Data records
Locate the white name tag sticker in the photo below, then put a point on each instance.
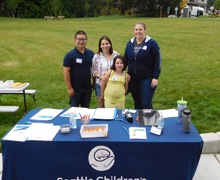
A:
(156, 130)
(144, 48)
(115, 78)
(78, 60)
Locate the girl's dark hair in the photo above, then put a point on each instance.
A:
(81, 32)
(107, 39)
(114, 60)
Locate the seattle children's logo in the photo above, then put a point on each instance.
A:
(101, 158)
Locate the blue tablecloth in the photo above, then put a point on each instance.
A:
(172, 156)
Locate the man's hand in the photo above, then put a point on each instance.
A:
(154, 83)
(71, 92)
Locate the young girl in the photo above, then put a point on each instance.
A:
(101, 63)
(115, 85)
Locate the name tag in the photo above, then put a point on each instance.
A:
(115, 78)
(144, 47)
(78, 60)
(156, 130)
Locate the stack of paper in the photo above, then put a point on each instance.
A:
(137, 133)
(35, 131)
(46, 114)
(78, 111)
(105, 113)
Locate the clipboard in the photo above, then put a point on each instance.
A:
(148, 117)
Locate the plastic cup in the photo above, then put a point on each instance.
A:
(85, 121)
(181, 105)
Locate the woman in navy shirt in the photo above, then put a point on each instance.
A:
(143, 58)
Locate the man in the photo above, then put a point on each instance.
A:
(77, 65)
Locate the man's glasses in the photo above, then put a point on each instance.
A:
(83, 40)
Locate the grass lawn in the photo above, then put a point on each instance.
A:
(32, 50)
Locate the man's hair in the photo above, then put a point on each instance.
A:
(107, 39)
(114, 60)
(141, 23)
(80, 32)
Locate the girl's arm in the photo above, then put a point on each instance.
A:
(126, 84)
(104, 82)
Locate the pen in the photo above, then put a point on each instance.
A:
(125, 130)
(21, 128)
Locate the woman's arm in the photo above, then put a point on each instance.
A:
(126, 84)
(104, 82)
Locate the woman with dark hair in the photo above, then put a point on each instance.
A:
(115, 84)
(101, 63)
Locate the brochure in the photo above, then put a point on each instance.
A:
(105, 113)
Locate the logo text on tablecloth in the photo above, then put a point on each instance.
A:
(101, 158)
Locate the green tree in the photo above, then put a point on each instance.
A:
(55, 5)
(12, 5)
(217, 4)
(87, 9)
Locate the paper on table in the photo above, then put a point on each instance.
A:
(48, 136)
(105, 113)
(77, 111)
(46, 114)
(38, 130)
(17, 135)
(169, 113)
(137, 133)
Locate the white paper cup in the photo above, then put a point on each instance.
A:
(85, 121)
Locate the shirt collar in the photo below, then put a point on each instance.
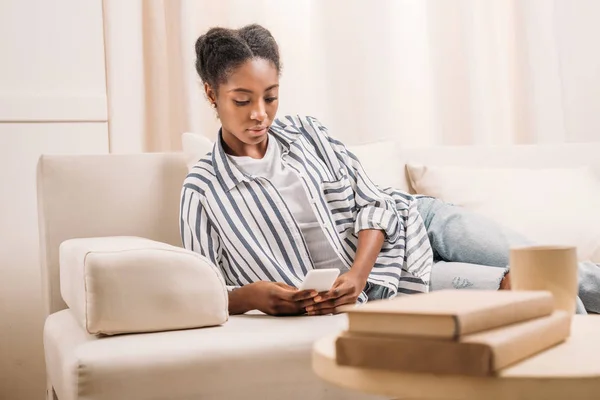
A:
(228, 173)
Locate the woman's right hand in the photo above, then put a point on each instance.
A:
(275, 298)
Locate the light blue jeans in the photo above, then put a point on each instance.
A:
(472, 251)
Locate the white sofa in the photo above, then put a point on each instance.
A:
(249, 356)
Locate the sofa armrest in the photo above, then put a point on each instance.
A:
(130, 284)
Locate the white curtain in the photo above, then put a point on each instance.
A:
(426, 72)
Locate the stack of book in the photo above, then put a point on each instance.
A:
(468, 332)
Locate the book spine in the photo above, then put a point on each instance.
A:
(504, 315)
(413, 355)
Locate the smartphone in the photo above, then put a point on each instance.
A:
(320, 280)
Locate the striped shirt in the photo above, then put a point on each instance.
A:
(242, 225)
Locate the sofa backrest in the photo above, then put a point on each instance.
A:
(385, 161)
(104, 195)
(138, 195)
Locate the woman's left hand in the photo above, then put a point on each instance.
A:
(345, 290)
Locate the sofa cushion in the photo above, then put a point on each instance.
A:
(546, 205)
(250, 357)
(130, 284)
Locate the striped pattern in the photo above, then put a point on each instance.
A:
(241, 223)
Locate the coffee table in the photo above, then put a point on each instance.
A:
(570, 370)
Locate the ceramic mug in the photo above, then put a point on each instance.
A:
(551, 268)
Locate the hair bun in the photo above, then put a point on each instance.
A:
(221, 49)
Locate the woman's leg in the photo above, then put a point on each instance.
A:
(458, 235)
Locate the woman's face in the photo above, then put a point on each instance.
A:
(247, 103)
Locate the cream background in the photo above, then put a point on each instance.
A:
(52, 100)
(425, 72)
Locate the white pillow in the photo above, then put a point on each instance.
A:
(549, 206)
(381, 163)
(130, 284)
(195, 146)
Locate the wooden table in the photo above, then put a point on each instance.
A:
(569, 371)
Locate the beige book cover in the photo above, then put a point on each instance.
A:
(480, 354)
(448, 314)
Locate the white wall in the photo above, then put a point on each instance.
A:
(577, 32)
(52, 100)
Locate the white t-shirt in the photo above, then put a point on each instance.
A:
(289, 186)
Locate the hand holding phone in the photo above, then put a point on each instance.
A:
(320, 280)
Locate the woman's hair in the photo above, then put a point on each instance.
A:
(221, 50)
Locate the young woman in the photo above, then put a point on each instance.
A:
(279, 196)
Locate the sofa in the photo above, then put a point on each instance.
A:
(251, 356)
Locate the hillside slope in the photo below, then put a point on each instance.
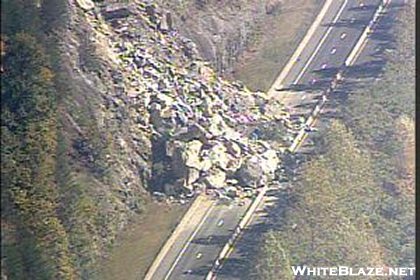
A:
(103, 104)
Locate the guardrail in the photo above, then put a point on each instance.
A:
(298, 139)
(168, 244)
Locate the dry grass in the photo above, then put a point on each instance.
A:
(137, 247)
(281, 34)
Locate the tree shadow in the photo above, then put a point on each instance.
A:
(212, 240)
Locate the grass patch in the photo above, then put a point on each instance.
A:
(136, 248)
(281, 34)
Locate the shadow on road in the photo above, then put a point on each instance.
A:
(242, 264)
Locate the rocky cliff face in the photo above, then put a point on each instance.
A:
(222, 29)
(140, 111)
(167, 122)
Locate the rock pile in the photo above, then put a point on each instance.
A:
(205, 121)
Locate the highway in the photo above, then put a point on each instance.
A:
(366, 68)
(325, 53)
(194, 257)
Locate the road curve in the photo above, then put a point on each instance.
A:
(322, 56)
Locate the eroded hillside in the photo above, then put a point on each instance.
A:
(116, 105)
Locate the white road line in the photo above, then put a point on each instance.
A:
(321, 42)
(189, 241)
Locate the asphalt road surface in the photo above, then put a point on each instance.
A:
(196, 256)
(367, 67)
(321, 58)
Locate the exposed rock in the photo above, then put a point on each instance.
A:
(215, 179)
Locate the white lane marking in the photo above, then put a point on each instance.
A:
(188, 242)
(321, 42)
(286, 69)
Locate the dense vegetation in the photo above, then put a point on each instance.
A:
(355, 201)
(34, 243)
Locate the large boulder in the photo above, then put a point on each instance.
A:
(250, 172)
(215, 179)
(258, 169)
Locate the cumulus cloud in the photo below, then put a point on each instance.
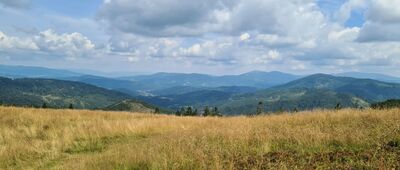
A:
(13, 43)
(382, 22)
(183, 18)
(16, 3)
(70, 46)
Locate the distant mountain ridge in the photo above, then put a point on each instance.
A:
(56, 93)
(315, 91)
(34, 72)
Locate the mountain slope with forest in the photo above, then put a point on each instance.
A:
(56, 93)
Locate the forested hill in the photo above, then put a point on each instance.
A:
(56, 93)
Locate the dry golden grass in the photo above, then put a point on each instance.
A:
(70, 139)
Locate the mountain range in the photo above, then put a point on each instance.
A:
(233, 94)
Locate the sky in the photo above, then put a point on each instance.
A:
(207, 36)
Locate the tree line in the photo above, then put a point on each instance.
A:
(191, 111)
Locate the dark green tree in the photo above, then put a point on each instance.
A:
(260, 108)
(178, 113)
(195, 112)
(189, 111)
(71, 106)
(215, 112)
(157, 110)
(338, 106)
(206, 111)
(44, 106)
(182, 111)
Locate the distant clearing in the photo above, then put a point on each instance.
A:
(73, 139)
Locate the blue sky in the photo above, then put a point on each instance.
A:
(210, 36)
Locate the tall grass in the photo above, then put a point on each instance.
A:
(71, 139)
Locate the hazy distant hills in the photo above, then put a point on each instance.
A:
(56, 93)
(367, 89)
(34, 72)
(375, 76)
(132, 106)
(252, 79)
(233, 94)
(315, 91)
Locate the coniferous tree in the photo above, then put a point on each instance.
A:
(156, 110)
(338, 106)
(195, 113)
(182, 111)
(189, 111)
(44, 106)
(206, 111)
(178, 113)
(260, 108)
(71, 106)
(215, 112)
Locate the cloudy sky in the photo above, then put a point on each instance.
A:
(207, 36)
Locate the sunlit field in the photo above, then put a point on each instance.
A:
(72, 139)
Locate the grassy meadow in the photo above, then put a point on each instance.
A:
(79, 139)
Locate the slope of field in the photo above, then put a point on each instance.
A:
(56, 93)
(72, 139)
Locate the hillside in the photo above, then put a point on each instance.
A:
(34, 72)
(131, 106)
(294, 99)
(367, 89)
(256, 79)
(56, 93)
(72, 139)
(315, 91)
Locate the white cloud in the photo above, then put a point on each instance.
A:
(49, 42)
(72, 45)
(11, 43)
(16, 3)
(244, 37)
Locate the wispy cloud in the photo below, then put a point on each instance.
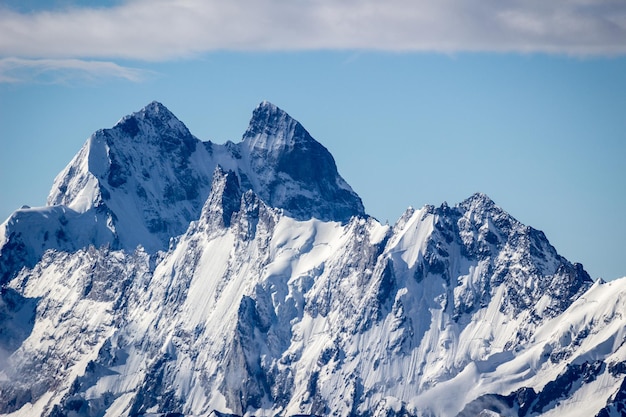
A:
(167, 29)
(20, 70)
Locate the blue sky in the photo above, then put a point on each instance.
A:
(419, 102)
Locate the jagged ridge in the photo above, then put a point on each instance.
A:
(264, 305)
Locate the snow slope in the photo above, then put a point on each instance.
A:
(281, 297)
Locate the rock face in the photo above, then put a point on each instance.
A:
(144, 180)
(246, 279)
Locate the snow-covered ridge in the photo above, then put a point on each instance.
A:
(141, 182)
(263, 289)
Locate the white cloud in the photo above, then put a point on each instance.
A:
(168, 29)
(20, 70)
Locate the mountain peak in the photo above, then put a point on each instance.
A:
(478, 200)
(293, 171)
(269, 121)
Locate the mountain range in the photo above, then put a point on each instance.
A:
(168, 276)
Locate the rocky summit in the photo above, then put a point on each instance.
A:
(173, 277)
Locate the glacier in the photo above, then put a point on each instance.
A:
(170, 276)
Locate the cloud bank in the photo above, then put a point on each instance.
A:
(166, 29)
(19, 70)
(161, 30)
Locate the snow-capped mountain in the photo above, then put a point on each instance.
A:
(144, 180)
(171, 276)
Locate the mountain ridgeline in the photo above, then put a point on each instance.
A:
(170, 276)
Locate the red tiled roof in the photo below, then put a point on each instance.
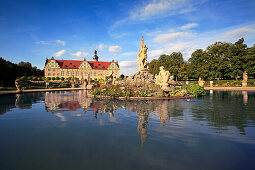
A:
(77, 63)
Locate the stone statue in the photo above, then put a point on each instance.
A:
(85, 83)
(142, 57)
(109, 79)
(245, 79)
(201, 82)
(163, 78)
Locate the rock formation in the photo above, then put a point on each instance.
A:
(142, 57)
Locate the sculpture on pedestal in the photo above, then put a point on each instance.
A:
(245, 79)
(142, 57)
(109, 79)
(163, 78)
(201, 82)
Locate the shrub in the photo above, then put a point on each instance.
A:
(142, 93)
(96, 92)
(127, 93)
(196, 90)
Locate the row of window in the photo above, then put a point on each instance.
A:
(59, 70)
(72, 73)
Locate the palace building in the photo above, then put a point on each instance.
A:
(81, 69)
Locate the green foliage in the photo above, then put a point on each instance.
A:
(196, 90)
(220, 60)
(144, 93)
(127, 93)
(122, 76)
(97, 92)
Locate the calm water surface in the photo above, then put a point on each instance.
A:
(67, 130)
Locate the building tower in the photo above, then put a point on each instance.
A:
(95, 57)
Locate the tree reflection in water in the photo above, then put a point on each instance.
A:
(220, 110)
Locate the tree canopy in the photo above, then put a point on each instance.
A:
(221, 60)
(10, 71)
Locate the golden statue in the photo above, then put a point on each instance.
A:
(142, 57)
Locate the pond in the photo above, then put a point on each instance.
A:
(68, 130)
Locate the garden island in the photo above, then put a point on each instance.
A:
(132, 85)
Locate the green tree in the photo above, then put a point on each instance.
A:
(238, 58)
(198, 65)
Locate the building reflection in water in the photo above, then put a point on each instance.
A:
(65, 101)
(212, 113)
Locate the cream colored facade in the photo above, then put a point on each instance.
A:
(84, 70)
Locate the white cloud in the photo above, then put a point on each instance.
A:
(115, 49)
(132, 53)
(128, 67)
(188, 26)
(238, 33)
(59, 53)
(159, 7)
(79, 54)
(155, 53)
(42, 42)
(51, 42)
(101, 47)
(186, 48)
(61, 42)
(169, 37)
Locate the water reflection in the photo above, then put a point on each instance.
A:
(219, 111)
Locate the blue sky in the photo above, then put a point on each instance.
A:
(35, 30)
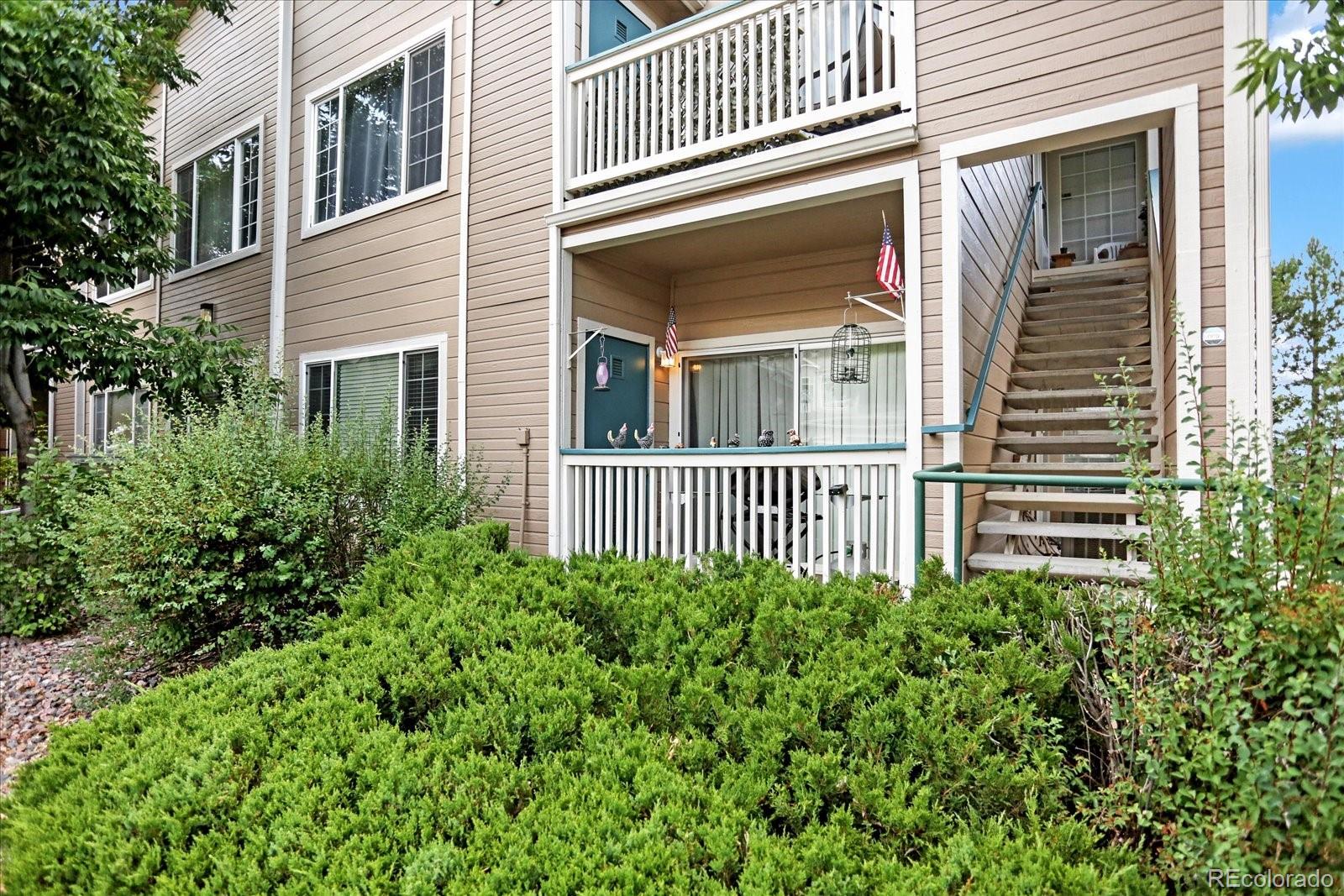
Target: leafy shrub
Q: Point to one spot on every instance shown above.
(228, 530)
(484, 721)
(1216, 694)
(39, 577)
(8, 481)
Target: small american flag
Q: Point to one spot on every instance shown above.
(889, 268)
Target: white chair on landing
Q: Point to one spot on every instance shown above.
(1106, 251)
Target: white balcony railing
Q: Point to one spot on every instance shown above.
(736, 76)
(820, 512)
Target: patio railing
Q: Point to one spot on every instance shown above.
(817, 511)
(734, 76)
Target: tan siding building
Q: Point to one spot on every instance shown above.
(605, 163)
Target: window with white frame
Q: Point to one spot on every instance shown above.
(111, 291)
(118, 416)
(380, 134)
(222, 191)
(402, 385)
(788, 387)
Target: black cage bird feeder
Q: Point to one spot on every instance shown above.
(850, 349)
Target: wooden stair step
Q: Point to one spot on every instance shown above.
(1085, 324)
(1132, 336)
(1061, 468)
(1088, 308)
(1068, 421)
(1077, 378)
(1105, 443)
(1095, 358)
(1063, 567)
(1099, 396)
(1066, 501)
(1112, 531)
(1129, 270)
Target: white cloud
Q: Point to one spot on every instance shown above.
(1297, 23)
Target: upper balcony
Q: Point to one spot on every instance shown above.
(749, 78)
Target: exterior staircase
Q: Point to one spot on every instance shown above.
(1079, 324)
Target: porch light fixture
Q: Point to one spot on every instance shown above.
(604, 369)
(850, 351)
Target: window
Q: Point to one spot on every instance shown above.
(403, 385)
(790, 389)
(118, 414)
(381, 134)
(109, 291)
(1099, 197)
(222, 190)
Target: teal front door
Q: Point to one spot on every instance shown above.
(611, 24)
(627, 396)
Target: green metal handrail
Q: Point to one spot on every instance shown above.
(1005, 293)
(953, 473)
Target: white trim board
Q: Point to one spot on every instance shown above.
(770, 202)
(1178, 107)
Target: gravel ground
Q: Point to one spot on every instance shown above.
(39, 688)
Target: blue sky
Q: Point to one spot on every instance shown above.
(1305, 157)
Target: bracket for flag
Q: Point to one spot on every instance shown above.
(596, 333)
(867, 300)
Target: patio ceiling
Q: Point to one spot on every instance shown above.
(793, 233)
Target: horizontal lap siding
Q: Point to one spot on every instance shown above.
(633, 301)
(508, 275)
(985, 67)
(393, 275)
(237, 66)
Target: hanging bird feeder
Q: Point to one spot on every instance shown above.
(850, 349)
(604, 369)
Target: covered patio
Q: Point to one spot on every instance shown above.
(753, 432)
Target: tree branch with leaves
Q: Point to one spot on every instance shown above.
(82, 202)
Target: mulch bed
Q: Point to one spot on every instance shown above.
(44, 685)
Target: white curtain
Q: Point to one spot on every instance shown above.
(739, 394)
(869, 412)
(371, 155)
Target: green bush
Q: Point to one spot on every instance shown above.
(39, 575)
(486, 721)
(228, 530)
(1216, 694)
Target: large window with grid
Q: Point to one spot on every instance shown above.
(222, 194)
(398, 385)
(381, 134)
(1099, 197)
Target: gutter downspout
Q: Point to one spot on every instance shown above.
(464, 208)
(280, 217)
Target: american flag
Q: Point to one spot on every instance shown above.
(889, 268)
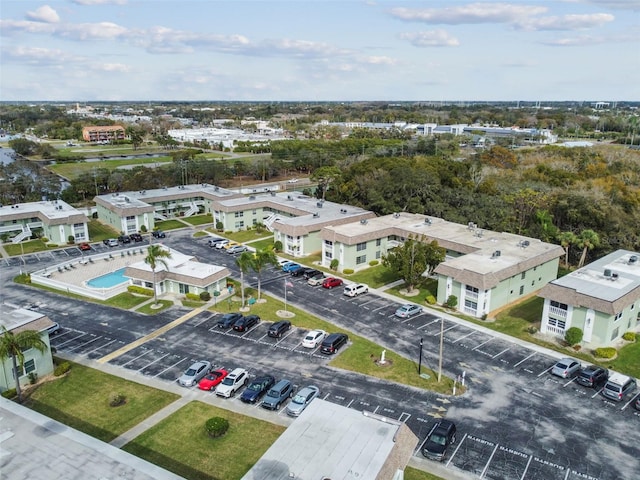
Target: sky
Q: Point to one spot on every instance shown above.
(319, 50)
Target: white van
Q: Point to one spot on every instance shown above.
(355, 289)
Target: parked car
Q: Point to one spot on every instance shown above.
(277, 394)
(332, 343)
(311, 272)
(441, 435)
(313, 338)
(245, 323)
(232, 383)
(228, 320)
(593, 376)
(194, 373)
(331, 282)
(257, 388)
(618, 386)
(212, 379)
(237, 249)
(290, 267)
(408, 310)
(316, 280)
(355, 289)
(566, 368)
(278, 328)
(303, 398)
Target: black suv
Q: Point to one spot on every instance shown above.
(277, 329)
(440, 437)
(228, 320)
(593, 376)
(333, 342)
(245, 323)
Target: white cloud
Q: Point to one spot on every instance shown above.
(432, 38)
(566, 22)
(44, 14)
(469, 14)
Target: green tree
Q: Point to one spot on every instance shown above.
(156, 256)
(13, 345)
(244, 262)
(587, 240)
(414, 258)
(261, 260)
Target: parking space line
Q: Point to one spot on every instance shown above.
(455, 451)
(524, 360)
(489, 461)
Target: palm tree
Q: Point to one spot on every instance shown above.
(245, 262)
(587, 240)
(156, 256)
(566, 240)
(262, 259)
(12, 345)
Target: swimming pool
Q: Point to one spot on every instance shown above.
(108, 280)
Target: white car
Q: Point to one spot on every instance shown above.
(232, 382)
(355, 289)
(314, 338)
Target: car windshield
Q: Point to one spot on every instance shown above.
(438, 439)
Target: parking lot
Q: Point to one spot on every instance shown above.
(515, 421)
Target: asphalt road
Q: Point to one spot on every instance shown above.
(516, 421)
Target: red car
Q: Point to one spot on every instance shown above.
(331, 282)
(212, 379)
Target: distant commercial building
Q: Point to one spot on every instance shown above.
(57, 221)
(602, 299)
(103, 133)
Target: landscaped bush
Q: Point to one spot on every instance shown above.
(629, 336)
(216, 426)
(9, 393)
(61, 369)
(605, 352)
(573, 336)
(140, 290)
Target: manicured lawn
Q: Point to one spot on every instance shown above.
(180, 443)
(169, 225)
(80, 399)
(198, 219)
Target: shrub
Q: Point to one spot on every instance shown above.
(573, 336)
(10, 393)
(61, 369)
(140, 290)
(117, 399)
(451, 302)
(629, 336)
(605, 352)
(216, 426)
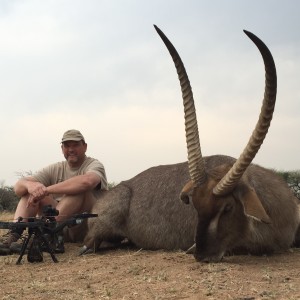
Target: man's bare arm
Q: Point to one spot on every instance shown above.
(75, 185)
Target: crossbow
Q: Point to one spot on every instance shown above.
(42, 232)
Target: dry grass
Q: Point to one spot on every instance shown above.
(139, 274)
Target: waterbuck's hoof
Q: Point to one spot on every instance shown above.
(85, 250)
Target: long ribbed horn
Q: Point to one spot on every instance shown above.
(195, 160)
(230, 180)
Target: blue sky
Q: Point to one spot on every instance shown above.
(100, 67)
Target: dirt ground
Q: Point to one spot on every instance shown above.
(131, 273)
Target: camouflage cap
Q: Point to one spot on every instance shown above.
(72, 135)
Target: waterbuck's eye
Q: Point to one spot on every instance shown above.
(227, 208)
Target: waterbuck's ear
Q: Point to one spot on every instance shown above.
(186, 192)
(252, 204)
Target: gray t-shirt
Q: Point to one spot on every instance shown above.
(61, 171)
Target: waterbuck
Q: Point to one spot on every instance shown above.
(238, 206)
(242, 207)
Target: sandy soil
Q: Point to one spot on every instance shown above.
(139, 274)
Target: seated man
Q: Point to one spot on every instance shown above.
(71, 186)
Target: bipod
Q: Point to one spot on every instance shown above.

What is required »
Please return a copy of each line in the entries that has the string "large".

Answer to this exercise »
Locate the large boulder in the photo above, then put a point on each instance.
Target: large window with grid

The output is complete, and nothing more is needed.